* Problem details: List every line in the entries below that contains the word "floor". Case counts, so match only lines where the word appears with exactly that capitalization.

◇ ◇ ◇ ◇

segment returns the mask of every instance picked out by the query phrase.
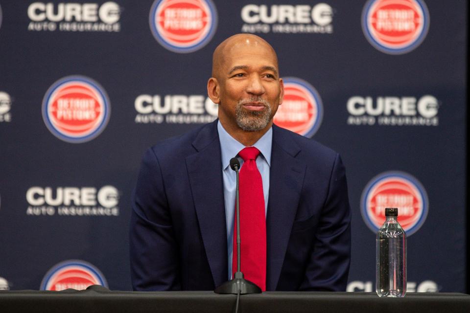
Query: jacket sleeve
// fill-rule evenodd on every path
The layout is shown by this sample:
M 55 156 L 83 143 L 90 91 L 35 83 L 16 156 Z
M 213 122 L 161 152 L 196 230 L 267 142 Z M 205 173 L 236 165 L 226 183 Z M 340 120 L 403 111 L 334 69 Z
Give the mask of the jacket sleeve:
M 337 154 L 300 290 L 346 291 L 351 260 L 351 220 L 345 170 Z
M 178 247 L 158 159 L 144 155 L 132 200 L 131 278 L 135 291 L 181 289 Z

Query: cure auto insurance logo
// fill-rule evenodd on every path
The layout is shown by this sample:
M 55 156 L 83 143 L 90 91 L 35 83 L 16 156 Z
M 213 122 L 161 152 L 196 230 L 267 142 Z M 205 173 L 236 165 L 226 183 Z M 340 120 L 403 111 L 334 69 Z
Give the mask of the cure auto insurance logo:
M 40 290 L 59 291 L 71 288 L 83 290 L 92 285 L 108 288 L 103 273 L 94 266 L 80 260 L 56 264 L 44 276 Z
M 421 183 L 403 172 L 382 173 L 367 184 L 361 197 L 361 213 L 367 226 L 376 232 L 385 221 L 387 207 L 398 208 L 398 222 L 410 236 L 427 216 L 427 194 Z
M 284 81 L 284 99 L 274 115 L 280 127 L 305 136 L 313 136 L 322 123 L 323 106 L 316 89 L 307 82 L 295 77 Z
M 429 13 L 423 0 L 369 0 L 362 11 L 362 30 L 378 50 L 409 52 L 424 40 Z
M 156 0 L 149 17 L 158 43 L 174 52 L 201 48 L 212 39 L 217 14 L 211 0 Z
M 43 100 L 43 119 L 47 129 L 59 139 L 72 143 L 96 138 L 108 124 L 110 111 L 104 89 L 82 76 L 56 81 Z

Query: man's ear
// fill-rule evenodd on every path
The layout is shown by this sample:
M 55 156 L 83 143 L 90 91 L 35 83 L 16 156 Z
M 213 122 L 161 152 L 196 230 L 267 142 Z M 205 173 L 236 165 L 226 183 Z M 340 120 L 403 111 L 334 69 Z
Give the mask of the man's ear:
M 284 81 L 282 78 L 279 79 L 279 88 L 281 89 L 281 93 L 279 94 L 279 105 L 282 104 L 284 100 Z
M 207 95 L 214 103 L 220 103 L 220 88 L 217 79 L 211 77 L 207 82 Z

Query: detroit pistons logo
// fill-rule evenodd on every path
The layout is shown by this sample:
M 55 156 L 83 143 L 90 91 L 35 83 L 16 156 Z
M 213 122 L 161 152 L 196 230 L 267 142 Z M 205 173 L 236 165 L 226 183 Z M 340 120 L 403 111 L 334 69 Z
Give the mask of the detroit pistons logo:
M 69 260 L 56 264 L 47 271 L 41 283 L 40 290 L 83 290 L 92 285 L 108 287 L 103 274 L 94 266 L 84 261 Z
M 274 115 L 274 123 L 306 137 L 313 136 L 322 122 L 323 106 L 317 90 L 299 78 L 284 81 L 284 100 Z
M 427 215 L 427 195 L 423 185 L 402 172 L 387 172 L 373 179 L 361 198 L 361 213 L 366 224 L 376 232 L 385 221 L 386 207 L 398 208 L 398 222 L 409 236 L 424 223 Z
M 390 54 L 406 53 L 424 40 L 429 14 L 423 0 L 369 0 L 362 11 L 367 40 Z
M 43 118 L 57 138 L 73 143 L 96 138 L 108 124 L 109 99 L 104 89 L 84 76 L 56 82 L 43 100 Z
M 149 22 L 153 36 L 174 52 L 199 50 L 212 39 L 217 11 L 211 0 L 156 0 Z

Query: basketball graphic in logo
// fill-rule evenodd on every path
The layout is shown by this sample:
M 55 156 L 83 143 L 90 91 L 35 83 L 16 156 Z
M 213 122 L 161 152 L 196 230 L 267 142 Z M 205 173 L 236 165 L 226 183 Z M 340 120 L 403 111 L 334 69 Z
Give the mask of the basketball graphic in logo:
M 284 99 L 274 115 L 274 123 L 306 137 L 318 130 L 323 106 L 318 92 L 310 84 L 295 77 L 284 81 Z
M 69 260 L 56 264 L 47 271 L 41 283 L 40 290 L 83 290 L 92 285 L 108 287 L 103 274 L 94 266 L 84 261 Z
M 426 220 L 427 194 L 418 179 L 402 172 L 387 172 L 367 184 L 361 198 L 361 213 L 374 232 L 385 221 L 387 207 L 398 208 L 398 222 L 406 235 L 416 232 Z
M 43 100 L 43 118 L 57 138 L 73 143 L 89 141 L 101 134 L 109 120 L 109 99 L 97 82 L 84 76 L 68 76 L 54 83 Z
M 211 0 L 156 0 L 150 29 L 162 45 L 174 52 L 199 50 L 212 39 L 217 15 Z
M 406 53 L 424 40 L 429 14 L 423 0 L 369 0 L 362 11 L 362 29 L 378 50 Z

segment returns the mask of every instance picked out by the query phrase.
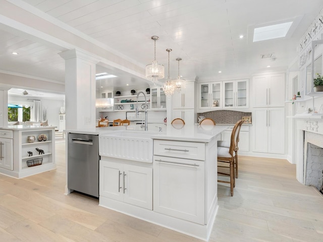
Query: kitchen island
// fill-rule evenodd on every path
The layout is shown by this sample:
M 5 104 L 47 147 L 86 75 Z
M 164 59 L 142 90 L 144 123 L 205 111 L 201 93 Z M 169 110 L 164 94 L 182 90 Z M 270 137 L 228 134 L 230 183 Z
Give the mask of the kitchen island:
M 217 140 L 228 127 L 138 126 L 82 133 L 99 135 L 100 206 L 207 240 L 218 207 Z

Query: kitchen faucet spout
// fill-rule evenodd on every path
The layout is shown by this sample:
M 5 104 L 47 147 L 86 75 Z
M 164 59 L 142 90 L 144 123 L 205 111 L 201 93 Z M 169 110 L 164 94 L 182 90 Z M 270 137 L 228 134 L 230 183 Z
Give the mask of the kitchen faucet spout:
M 140 91 L 137 94 L 137 106 L 136 107 L 136 117 L 138 117 L 138 115 L 139 114 L 139 111 L 138 110 L 138 97 L 139 96 L 140 93 L 142 93 L 143 96 L 145 97 L 145 131 L 147 131 L 148 130 L 148 123 L 147 123 L 147 99 L 146 99 L 146 95 L 145 94 L 142 92 Z

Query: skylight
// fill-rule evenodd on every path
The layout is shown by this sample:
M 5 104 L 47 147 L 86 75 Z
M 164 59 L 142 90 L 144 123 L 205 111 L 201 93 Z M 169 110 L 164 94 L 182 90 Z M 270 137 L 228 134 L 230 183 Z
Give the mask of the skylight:
M 292 23 L 292 22 L 289 22 L 255 28 L 253 32 L 253 42 L 285 37 Z
M 109 74 L 106 72 L 95 74 L 95 80 L 106 79 L 107 78 L 112 78 L 113 77 L 117 77 L 117 76 Z

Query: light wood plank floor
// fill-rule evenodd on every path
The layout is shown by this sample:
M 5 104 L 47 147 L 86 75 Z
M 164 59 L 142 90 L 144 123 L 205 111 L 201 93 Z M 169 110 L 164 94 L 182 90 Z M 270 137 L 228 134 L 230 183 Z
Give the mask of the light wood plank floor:
M 56 170 L 17 179 L 0 175 L 1 241 L 201 241 L 63 194 L 65 143 Z M 285 160 L 240 156 L 234 196 L 219 184 L 210 241 L 323 241 L 323 197 L 300 184 Z

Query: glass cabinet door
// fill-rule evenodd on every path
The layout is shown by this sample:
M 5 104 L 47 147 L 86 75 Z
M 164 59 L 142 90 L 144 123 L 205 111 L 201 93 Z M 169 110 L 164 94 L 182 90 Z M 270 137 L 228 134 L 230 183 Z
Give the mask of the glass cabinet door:
M 237 82 L 237 100 L 236 105 L 237 107 L 247 106 L 247 81 L 238 81 Z
M 224 106 L 233 107 L 234 106 L 234 91 L 233 82 L 224 83 Z
M 212 101 L 211 106 L 212 107 L 221 106 L 221 84 L 220 83 L 212 84 Z
M 209 95 L 208 92 L 208 84 L 201 85 L 200 107 L 209 107 Z
M 159 89 L 159 108 L 166 108 L 166 95 L 163 88 Z

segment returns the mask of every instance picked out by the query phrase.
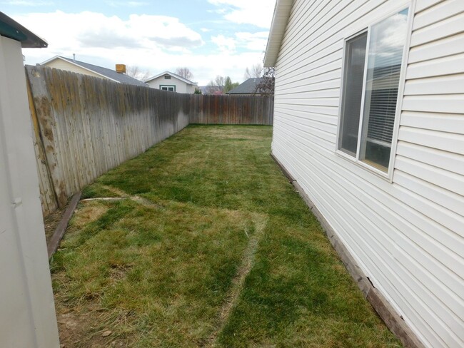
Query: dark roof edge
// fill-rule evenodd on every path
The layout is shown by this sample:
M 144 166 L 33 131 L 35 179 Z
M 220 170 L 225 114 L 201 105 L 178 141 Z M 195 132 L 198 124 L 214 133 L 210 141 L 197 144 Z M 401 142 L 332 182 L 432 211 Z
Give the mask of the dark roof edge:
M 42 48 L 49 44 L 13 19 L 0 12 L 0 35 L 21 42 L 23 48 Z

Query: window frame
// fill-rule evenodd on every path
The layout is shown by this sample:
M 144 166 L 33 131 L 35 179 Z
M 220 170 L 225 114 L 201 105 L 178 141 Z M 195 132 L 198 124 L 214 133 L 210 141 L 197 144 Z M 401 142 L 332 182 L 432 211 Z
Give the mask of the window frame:
M 382 16 L 375 18 L 375 19 L 372 21 L 367 26 L 367 27 L 363 26 L 361 29 L 358 29 L 353 34 L 351 34 L 349 36 L 343 37 L 343 46 L 342 61 L 342 61 L 341 76 L 340 95 L 339 95 L 339 103 L 338 103 L 338 124 L 337 124 L 337 133 L 336 133 L 336 138 L 335 153 L 341 158 L 345 158 L 349 160 L 350 162 L 351 162 L 352 163 L 355 163 L 355 165 L 364 169 L 368 170 L 369 172 L 375 174 L 378 176 L 390 181 L 390 183 L 393 182 L 393 168 L 395 165 L 395 158 L 396 155 L 396 148 L 398 144 L 398 138 L 399 128 L 400 124 L 401 110 L 403 108 L 403 100 L 404 97 L 404 87 L 405 83 L 406 68 L 407 68 L 408 58 L 409 56 L 409 50 L 410 47 L 410 39 L 411 39 L 412 29 L 413 29 L 413 19 L 414 16 L 415 7 L 415 0 L 413 0 L 412 1 L 406 1 L 403 3 L 401 6 L 398 6 L 395 9 L 389 11 L 388 14 L 383 15 Z M 388 17 L 393 16 L 394 14 L 398 14 L 406 9 L 408 9 L 406 39 L 405 41 L 405 46 L 404 46 L 404 49 L 403 51 L 403 56 L 401 59 L 401 69 L 400 71 L 400 80 L 398 83 L 397 103 L 395 109 L 395 122 L 393 123 L 393 133 L 392 136 L 390 159 L 388 160 L 388 170 L 385 172 L 359 159 L 360 155 L 362 133 L 363 133 L 363 128 L 364 128 L 363 127 L 364 108 L 365 108 L 364 104 L 365 104 L 365 85 L 367 82 L 367 75 L 368 75 L 367 68 L 368 63 L 370 32 L 371 32 L 371 27 L 373 26 L 378 24 L 378 23 L 381 22 L 384 19 L 386 19 Z M 364 76 L 363 78 L 363 94 L 361 96 L 361 108 L 360 111 L 359 126 L 358 129 L 358 144 L 357 144 L 356 153 L 353 157 L 350 155 L 346 151 L 343 151 L 338 148 L 341 143 L 341 132 L 342 130 L 341 120 L 342 120 L 342 111 L 343 107 L 343 93 L 344 93 L 343 86 L 345 83 L 344 81 L 345 68 L 346 68 L 346 59 L 348 58 L 346 56 L 346 46 L 347 46 L 347 42 L 348 41 L 355 38 L 356 36 L 363 33 L 365 33 L 366 31 L 368 36 L 367 36 L 367 41 L 366 41 L 366 46 L 365 46 L 365 59 L 364 62 Z
M 163 87 L 166 87 L 168 88 L 169 87 L 172 87 L 174 90 L 173 91 L 169 91 L 168 89 L 163 89 Z M 175 92 L 176 91 L 176 85 L 159 85 L 159 89 L 161 91 L 166 91 L 167 92 Z

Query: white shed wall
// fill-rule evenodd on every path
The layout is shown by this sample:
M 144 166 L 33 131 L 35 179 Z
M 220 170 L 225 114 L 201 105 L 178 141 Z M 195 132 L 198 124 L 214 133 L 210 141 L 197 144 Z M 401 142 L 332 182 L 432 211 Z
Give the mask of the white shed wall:
M 411 4 L 296 0 L 273 153 L 424 344 L 464 347 L 464 1 L 418 0 L 393 182 L 336 153 L 345 38 Z
M 159 76 L 154 80 L 148 82 L 148 86 L 152 88 L 161 89 L 160 85 L 163 86 L 175 86 L 176 91 L 177 93 L 186 93 L 193 94 L 195 92 L 195 86 L 188 85 L 183 81 L 176 78 L 174 76 L 171 76 L 170 80 L 164 78 L 164 75 Z
M 0 347 L 59 346 L 21 44 L 0 36 Z

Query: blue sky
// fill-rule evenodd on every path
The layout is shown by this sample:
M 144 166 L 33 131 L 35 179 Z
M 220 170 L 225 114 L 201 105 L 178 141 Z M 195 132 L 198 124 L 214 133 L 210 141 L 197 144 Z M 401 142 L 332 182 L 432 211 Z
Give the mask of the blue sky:
M 188 67 L 206 85 L 243 81 L 262 62 L 275 0 L 0 0 L 1 11 L 49 42 L 26 63 L 54 56 L 155 75 Z

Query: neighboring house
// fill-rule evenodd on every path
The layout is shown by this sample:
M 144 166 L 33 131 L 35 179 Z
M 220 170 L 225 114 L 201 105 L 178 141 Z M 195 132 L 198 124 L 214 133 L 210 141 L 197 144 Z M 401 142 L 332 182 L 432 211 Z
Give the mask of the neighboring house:
M 264 59 L 273 155 L 368 298 L 428 347 L 464 347 L 463 13 L 462 0 L 278 0 Z
M 0 12 L 0 347 L 58 347 L 23 48 L 47 43 Z
M 151 76 L 145 80 L 145 82 L 152 88 L 177 93 L 191 94 L 195 93 L 195 88 L 198 88 L 196 82 L 192 82 L 169 71 L 164 71 Z
M 61 70 L 67 70 L 74 73 L 82 73 L 90 76 L 106 78 L 121 83 L 143 86 L 145 87 L 147 86 L 147 85 L 143 82 L 126 75 L 124 73 L 126 67 L 123 64 L 116 64 L 116 67 L 120 66 L 121 68 L 118 72 L 116 71 L 116 70 L 111 70 L 102 66 L 89 64 L 89 63 L 85 63 L 84 61 L 76 61 L 73 58 L 56 56 L 45 61 L 41 65 Z
M 237 86 L 235 88 L 232 88 L 231 91 L 227 92 L 227 94 L 235 94 L 235 95 L 251 95 L 256 93 L 256 89 L 258 85 L 261 83 L 264 78 L 251 78 L 248 80 L 242 82 L 241 84 Z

◇ ◇ ◇ ◇

* Reply:
Query: light wood plank floor
Give the mask of the light wood plank floor:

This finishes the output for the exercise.